### Document excerpt:
========

My Two Cents On PayTM Kerfuffle

PayTM is the first digital payment product I’ve used at scale in India.

When RBI enforced the two factor authentication mandate for online payments, bill payments became a major PITA. By requiring users to fill credit card number, expiration date, and half a dozen fields, Reg 2FA caused tremendous friction. After they received the OTP, entered it and hit the submit button, many users – me included – frequently experienced failed payments. More at Why Two Factor Authentication Is A “Conversion Killer” & “Blood Pressure Booster” and Going From Card To COD.

Frustrated by this experience, I craved for an electronic wallet that I could top up with a lumpsum amount from my credit card once a month and use the balance to pay all my monthly bills without being subject to friction and risking failure of each payment.

PayTM fulfilled that wish. While PayTM extended support for UPI and UPIlite much later, I’m talking about the time when it had only one mode, namely, wallet, and put through online payments without OTP or even password. In other words, PayTM blatantly subvented two factor authentication. RBI looked the other way.

Although Indians are supposed to be very security-conscious, they lapped up PayTM by the millions despite its lax security. At the peak, PayTM had 100 million wallet users, which was more than the customer base of any bank in India. Through the years, I’ve written many posts on this blog about PayTM’s innovative approach towards wallet topup, PUSH notifs, OTP SMS, autofill OTP, soundbox, feet-on-street sales and its rise to become a blockbuster hit.

By proving that the sky didn’t fall due to its nuanced approach towards security, I’m guessing that PayTM shaped the design of UPI. Unlike the previous online payments that reflected the regulator’s historical bias towards security, UPI leans towards convenience and superior user experience. As described in the following exhibit, UPI has way less security than NEFT, IMPS and other methods of payments that touch a bank account.

Fast forward to 31 January 2024.

RBI ordered PayTM to stop operations by end of February.

The regulator took this unprecedented step after its comprehensive systems audit exposed persistent non-compliances and continued material supervisory concerns in PayTM Payments Bank (PPB).

The point to note is that RBI’s enforcement action is targeted only at the payments bank associate of the publicly traded fintech called One97 Communications Limited aka PayTM.

PayTM offers a wide range of financial services products and services such as payments, FASTag (prepaid highway toll product), NCMC (prepaid public transport ticketing), consumer credit, merchant credit, payment gateway, and so on. (PayTM’s application for Payment Aggregator aka Merchant Aggregator was not approved by RBI). Some of these products / services are rooted in PPB, some are independent of PPB and some straddle both firms. While PPB has “bank” in its name, it cannot do any lending since it’s a payments bank, which is a restricted form of banking charter that allows deposit-taking but not lending.

========

### Data excerpts:
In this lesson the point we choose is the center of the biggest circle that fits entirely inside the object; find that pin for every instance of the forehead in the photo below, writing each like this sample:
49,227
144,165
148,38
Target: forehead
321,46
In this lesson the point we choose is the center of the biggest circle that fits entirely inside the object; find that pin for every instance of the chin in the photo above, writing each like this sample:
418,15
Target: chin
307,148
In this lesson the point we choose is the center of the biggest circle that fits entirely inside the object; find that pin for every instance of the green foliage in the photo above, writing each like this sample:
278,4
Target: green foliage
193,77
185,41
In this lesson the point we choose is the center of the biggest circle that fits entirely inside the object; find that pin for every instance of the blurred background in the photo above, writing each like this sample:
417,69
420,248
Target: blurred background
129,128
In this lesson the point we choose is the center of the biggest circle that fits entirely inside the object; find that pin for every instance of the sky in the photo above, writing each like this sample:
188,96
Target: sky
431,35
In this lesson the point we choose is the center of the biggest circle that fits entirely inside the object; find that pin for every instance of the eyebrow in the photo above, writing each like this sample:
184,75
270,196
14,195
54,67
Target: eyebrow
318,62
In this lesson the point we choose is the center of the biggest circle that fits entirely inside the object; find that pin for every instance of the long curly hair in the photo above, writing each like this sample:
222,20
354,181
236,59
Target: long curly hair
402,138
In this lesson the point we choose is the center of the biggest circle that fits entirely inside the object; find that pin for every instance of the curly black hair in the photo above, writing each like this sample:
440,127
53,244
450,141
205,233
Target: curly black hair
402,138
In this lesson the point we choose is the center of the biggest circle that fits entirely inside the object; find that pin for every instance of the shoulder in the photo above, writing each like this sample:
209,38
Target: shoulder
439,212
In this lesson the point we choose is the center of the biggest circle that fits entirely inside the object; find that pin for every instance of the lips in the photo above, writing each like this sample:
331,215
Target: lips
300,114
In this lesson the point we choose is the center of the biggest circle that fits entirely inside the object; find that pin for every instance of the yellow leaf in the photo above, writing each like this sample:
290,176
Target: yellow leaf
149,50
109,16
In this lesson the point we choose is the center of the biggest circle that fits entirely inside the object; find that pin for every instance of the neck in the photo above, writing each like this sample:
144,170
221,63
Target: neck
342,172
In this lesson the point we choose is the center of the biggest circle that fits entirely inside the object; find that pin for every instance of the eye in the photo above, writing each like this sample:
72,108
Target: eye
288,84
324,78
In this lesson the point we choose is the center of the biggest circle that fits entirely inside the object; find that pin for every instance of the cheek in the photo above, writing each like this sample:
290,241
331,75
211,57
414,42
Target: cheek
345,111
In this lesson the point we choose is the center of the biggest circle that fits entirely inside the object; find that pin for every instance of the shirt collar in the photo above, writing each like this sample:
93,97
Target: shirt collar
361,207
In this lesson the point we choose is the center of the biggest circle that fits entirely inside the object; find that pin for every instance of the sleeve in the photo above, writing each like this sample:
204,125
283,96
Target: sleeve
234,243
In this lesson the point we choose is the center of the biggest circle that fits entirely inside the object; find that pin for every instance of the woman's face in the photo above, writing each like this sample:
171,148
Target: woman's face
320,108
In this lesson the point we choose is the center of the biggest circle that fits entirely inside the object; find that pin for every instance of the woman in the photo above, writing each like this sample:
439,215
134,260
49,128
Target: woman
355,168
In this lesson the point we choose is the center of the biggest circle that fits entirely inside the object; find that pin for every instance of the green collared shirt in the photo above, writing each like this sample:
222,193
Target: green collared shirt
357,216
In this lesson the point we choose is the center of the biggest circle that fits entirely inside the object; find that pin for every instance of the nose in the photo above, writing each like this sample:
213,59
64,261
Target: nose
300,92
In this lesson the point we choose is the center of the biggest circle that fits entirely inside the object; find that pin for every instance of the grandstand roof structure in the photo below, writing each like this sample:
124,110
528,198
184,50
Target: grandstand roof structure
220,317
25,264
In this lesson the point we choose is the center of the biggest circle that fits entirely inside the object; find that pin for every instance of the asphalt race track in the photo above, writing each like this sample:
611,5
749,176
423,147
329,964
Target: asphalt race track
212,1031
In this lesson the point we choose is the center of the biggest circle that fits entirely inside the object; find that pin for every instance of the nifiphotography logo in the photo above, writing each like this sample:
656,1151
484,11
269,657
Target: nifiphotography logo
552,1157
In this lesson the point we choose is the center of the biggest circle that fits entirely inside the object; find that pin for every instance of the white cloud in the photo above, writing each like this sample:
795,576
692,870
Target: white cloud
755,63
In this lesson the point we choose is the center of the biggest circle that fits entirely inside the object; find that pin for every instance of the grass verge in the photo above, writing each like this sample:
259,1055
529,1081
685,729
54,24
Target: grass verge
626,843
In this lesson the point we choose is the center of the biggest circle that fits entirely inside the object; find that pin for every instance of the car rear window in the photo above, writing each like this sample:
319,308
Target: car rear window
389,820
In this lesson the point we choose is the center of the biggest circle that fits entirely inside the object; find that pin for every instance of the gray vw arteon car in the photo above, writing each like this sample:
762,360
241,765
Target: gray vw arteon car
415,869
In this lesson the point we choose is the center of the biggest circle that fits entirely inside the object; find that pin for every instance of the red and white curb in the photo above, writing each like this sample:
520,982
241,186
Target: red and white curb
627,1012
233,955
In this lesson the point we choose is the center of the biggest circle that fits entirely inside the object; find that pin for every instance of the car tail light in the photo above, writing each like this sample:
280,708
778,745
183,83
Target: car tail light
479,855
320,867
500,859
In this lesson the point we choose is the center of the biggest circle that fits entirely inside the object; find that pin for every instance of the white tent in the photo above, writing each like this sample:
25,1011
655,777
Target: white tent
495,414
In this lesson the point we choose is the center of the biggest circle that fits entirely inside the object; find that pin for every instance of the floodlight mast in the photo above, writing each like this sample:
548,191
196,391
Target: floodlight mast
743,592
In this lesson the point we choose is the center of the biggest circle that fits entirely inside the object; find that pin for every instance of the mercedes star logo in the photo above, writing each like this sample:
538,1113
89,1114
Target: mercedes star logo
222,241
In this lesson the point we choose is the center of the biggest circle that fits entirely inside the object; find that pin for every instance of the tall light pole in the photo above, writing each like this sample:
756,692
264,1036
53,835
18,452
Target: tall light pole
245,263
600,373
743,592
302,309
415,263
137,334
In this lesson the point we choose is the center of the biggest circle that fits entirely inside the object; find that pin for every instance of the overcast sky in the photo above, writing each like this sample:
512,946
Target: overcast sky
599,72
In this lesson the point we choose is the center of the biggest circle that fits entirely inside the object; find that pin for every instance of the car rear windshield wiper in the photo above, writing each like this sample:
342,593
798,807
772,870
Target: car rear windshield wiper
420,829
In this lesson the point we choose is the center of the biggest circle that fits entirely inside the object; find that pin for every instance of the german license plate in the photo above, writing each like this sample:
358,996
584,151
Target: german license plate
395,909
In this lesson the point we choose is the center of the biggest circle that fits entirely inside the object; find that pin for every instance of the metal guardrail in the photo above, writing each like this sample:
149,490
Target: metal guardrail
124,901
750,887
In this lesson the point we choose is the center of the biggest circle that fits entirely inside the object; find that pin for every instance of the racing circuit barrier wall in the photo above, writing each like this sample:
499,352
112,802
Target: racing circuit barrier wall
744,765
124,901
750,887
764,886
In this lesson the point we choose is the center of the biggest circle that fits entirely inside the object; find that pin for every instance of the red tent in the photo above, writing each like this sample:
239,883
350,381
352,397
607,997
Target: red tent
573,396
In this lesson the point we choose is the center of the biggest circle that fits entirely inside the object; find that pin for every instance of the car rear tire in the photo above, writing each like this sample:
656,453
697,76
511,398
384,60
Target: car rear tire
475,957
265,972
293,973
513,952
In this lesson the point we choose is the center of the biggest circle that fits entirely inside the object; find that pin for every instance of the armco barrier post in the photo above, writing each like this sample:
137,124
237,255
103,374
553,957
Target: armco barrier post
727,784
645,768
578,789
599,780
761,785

========

Extend the blog post on RBI's action against PayTM, picking up right after its last sentence about the payments bank charter.

### Result for this exercise:
@s_ketharaman: Bank that can’t lend can make revenue – and profit – via fees on its payments products, rake on bancassurance, and difference in interest between what it gets from government bonds and what it pays to depositors.

Soon after RBI’s announcement, I speculated the following non-compliances and oversight concerns with PayTM, in the increasing order of severity (not legal advice but they go from a mere rap on the knuckles through to fine and jail time):

  1. Didn’t give enough bhaav (respect in Hindi) to RBI / external auditors
  2. Skimmed MDR from bank to parent company
  3. Used bank’s balance sheet for parent company’s lending business
  4. KYC violations
  5. Money laundering.

According to the mostly speculative media reporting in the following 2-3 days, all five have emerged as highly likely factors behind the regulator’s harsh action. The media has clubbed the second and third points under the catch-all expression “breach of arms length relationship between related parties”. More in The Morning Brief podcast.


According to McKinsey, fintech players are “start-ups and growth companies that rely primarily on technology to conduct fundamental functions provided by financial services, thereby affecting how users store, save, borrow, invest, move, pay, and protect money”.

When they start off, fintechs don’t have a banking license, and partner with sponsor banks to offer checking accounts, savings accounts, loans, and other banking products. Over time, some fintechs apply for and get a banking charter and become a bank themselves.

PayTM is the only fintech I know that’s not a bank, which not only works with sponsor banks but also has an inhouse bank (One97 has 49% stake in PayTM Payments Bank, the other 51% of which is held by its founder Vijay Shekhar Sharma in his personal capacity.)

In my time, I’ve come across many (perfectly kosher) deal structures, financial engineering and corporate labyrinths but I haven’t seen anything like what PayTM has done here.

I can imagine the insane amount of complexity caused by PayTM’s product, service and corporate structure in how security, data privacy, and wall cross laws apply to it. A couple of days after RBI cracked down on it, PayTM told the Economic Times that its bank “could not satisfy the banking regulator regarding compliance and technology”.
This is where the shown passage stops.